- [ACTIVITY]: Your answer should hold every line of the records below that contains the string "light".

====

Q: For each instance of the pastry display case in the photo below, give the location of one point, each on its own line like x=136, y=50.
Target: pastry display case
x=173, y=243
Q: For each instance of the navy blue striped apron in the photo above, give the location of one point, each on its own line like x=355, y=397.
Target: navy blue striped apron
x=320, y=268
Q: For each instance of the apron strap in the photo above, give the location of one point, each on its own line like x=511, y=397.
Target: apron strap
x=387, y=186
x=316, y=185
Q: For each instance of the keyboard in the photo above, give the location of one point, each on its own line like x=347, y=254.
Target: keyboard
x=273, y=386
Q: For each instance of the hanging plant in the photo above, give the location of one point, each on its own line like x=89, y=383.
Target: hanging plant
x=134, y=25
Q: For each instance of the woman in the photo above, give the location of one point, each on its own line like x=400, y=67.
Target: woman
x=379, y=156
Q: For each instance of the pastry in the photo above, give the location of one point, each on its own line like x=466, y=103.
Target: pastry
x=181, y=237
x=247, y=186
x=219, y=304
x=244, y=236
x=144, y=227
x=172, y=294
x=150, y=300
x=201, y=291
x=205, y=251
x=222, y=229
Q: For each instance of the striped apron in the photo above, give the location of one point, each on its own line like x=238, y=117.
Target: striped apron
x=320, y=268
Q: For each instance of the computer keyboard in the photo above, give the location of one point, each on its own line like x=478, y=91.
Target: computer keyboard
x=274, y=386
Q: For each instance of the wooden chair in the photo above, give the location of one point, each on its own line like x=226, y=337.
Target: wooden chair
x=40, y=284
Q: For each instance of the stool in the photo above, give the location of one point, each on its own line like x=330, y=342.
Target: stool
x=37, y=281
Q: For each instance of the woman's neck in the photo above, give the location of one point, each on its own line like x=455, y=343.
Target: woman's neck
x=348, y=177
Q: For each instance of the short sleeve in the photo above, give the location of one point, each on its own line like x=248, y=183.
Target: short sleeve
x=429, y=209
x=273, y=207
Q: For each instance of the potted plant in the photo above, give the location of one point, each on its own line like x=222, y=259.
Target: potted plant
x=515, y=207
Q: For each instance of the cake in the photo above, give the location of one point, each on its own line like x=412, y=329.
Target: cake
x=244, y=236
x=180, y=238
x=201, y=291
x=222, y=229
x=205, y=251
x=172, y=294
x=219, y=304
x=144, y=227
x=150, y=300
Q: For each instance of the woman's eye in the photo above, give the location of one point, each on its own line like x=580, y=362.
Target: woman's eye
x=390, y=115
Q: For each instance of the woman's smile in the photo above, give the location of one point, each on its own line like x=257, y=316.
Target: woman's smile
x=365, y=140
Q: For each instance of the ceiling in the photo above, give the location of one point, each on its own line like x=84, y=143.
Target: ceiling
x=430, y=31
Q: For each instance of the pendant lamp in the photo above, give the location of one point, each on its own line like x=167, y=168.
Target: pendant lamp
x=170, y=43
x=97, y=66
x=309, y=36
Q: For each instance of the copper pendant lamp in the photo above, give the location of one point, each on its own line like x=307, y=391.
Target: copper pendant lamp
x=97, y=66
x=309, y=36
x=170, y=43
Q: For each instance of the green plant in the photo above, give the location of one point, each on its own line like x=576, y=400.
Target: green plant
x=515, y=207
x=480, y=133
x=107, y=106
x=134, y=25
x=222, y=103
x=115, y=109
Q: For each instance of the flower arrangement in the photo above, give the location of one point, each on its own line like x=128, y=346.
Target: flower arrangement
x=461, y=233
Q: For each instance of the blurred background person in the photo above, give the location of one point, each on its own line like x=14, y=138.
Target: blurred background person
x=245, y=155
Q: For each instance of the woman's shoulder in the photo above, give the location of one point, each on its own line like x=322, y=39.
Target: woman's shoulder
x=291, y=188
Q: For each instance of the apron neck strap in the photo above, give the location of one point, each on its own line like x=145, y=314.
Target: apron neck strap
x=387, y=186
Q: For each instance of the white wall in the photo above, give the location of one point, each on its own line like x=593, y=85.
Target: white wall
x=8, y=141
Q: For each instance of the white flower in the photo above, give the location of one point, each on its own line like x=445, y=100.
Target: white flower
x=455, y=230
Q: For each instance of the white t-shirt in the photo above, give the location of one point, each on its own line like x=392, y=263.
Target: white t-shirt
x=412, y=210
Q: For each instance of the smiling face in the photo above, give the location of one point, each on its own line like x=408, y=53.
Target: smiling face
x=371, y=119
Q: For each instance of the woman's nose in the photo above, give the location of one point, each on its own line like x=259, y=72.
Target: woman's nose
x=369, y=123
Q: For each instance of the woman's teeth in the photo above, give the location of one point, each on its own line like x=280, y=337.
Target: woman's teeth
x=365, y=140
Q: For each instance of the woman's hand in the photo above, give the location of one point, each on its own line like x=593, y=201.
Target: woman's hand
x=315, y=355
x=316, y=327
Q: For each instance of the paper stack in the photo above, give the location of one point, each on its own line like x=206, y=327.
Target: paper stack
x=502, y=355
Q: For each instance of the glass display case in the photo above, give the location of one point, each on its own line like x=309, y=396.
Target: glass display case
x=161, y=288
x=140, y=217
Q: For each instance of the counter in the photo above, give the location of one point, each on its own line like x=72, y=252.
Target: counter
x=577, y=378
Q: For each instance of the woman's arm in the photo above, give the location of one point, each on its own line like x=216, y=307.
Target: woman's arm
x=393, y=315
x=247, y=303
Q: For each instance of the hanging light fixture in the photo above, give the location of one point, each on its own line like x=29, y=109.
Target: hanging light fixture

====

- [SOLUTION]:
Q: For each instance of the hanging light fixture in the photo above, give the location of one point, each on its own line like x=29, y=109.
Target: hanging light fixture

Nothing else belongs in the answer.